Provided entries:
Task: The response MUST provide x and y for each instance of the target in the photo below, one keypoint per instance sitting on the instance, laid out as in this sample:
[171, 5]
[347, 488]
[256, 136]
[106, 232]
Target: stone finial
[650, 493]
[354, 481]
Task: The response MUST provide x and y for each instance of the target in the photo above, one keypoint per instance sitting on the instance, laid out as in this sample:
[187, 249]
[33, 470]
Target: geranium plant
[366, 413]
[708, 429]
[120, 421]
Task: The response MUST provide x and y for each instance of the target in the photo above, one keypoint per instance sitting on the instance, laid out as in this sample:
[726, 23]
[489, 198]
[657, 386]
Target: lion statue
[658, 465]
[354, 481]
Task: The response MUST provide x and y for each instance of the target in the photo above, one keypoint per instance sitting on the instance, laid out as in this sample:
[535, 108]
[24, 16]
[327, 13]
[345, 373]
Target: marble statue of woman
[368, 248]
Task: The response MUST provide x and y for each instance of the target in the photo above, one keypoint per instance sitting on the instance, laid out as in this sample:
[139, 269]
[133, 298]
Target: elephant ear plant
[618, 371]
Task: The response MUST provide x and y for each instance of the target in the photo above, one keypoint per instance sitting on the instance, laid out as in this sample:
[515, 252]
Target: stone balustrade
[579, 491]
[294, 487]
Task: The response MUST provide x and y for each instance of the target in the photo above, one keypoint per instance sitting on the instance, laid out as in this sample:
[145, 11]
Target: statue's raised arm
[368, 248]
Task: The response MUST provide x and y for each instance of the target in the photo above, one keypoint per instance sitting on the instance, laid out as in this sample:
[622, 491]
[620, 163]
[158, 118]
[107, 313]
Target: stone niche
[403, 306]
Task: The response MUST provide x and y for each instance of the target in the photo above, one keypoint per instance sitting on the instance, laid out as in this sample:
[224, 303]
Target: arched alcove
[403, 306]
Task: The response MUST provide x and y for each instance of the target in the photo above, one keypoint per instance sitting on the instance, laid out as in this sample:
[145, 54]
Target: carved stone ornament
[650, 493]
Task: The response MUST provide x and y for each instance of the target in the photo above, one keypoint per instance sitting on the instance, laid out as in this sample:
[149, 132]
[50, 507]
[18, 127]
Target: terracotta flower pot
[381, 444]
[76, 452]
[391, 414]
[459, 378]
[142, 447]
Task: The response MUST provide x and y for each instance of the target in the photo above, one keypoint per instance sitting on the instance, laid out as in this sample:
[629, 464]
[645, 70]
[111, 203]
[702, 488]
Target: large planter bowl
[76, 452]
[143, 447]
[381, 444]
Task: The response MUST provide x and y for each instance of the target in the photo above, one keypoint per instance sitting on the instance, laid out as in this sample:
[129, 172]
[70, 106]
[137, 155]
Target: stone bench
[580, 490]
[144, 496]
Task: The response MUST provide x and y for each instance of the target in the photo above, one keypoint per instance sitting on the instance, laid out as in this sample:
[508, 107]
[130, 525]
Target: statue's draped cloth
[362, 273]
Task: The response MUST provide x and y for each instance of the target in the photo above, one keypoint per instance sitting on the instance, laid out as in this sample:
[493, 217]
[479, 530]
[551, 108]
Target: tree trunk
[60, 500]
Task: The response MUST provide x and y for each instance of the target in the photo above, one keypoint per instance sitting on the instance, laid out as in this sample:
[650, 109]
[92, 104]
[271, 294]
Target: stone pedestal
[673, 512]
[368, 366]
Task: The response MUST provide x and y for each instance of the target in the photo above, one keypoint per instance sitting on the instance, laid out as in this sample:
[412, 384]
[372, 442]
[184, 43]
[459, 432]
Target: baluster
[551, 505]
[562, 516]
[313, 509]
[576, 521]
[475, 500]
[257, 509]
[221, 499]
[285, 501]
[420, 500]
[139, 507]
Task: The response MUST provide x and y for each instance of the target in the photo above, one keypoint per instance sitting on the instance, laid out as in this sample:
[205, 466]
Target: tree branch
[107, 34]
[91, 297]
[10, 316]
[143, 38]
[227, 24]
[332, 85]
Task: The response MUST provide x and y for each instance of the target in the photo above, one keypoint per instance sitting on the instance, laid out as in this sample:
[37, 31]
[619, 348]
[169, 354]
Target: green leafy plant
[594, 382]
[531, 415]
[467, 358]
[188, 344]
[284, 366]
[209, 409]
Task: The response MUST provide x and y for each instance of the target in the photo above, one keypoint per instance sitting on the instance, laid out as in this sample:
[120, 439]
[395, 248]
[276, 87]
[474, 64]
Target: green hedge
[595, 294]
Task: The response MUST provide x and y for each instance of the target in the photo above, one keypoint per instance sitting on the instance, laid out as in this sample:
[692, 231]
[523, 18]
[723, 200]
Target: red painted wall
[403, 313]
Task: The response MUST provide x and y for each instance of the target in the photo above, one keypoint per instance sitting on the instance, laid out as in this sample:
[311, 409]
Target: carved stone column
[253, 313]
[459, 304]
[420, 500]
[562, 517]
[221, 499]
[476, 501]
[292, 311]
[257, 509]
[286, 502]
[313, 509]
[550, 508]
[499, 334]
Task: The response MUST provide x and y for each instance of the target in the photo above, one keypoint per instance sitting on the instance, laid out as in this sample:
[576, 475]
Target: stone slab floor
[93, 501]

Directions: Retype all of the entries. Keep each one exactly as written.

Exercise output:
Task: The response MUST provide x and y for each instance of the target in the photo below, one keypoint per instance sitting on the instance, laid out as in this sample:
[171, 5]
[347, 488]
[256, 136]
[106, 232]
Target: stone finial
[650, 493]
[354, 481]
Task: The response MUST provide x and y for each instance of the target in the photo above, one keypoint per instance sitting on the instance, laid out as in this sample:
[187, 249]
[33, 470]
Target: geranium plant
[366, 413]
[708, 429]
[120, 421]
Task: The response MUST provide x and y for each instance of the target in the photo above, one keypoint per instance sitting on the instance, laid out as in this sample:
[726, 23]
[489, 198]
[657, 386]
Target: lion statue
[658, 465]
[354, 481]
Task: The response MUST provide x and y for each instance of the target in the photo above, one keypoint per instance sitting on the instance, laid out as in this sample:
[535, 108]
[24, 16]
[327, 13]
[345, 373]
Target: marble statue of woman
[368, 248]
Task: The response MUST provide x and y for each instance of the target in the photo above, one keypoint per instance sitting on the instance, laid out as in this sample:
[139, 269]
[133, 298]
Target: elephant ear plant
[618, 371]
Task: The response MUST provide x and y for each instance of the target in the photo above, one keypoint per instance sitting on the instance, laid out as in this sample:
[515, 252]
Target: stone balustrade
[579, 491]
[294, 487]
Task: The response MUST provide x and y for each instance of the target in the photo above, one keypoint per instance sitting on the instance, laid out as in this sample:
[145, 11]
Target: statue's raised arm
[368, 248]
Task: The response MUST provide x and y for each instance of the target in the photo above, one keypoint per instance sitting on the instance, laid out as in this sample:
[622, 491]
[620, 163]
[158, 118]
[107, 313]
Target: stone niche
[403, 306]
Task: The response MUST provide x and y for each instance of the target in the photo above, one keypoint per instance sitting on the instance, laid out as in this sample:
[224, 303]
Target: arched alcove
[403, 306]
Task: The response MUST provide x and y for each instance of the target in the photo above, one keypoint per instance sitting on the instance, laid out as in this sample:
[145, 54]
Target: carved stone ornament
[650, 493]
Task: The response MUST provide x and y for each instance of the target in the photo above, one keypoint per instance sitting on the instance, laid out as in this sample:
[149, 132]
[50, 507]
[18, 127]
Target: terracotta flower pot
[381, 444]
[76, 452]
[391, 414]
[459, 378]
[142, 447]
Task: The response MUST provide x and y for each instance of the target in the photo above, one keypoint per instance sitting on the instance, laid out as in this sample:
[629, 464]
[645, 70]
[111, 203]
[702, 488]
Target: large planter bowl
[76, 452]
[143, 447]
[381, 444]
Task: The response MUST provide x and y for each instance of the target in the photo above, one keypoint per instance sitting on the instance, laid out as in this sample:
[129, 172]
[70, 106]
[137, 155]
Target: stone bench
[580, 490]
[144, 496]
Task: The response MUST provide x and y for each instance of the target in the photo above, one keypoint per instance sitting on the instance, laid out as in this sample:
[508, 107]
[130, 525]
Target: statue's draped cloth
[362, 273]
Task: The response MUST provide x and y for each instance of the target in the photo above, one keypoint per instance sitting on the instance, laid out as in this sample:
[493, 217]
[479, 530]
[551, 108]
Target: tree trunk
[60, 500]
Task: The response MUST provide x and y for each instance of the target in the photo above, one keypoint per instance sitting on the instance, laid out as in this sample:
[650, 109]
[92, 104]
[271, 294]
Target: stone pedestal
[673, 512]
[368, 366]
Task: The response MUST provide x and y for each instance of the target in the photo above, one keypoint per instance sitting on the instance, laid out as in this sample:
[412, 384]
[372, 442]
[184, 43]
[459, 432]
Target: baluster
[551, 505]
[562, 516]
[313, 509]
[576, 521]
[475, 500]
[257, 509]
[221, 499]
[285, 501]
[420, 500]
[139, 507]
Task: The response MUST provide x and y for each instance of the target in the photo above, one keypoint per instance sitting on the instance, laid out as in this sample:
[205, 466]
Target: tree branch
[107, 34]
[91, 297]
[10, 316]
[143, 38]
[227, 24]
[332, 85]
Task: The response MUST provide x and y for each instance of the target in the photo above, one keypoint per instance sitting on the instance, laid out as in this sample:
[37, 31]
[619, 348]
[169, 354]
Target: green leafy plant
[594, 382]
[531, 415]
[467, 358]
[188, 344]
[284, 366]
[209, 409]
Task: The response MUST provide x and y for each instance of the target in the photo above, one keypoint per instance sitting on the instance, laid out as in this sample:
[120, 439]
[395, 248]
[276, 87]
[474, 64]
Target: green hedge
[595, 294]
Task: The response MUST provide x and y for each instance of the target in the photo above, one keypoint per instance sitting on the instance, laid out as in this sample:
[692, 231]
[523, 18]
[723, 200]
Target: red painted wall
[403, 313]
Task: The response MUST provide x and y for each instance of the target in the photo above, one keypoint per instance sitting on the instance, laid out as in this sample:
[311, 409]
Target: carved stone column
[253, 313]
[459, 304]
[420, 500]
[562, 517]
[221, 499]
[476, 501]
[292, 311]
[257, 509]
[286, 502]
[313, 509]
[550, 508]
[499, 334]
Task: The response MUST provide x and y for each instance of the target in the photo above, one keypoint per instance sitting on the instance, laid out as in this sample:
[576, 475]
Target: stone slab floor
[93, 501]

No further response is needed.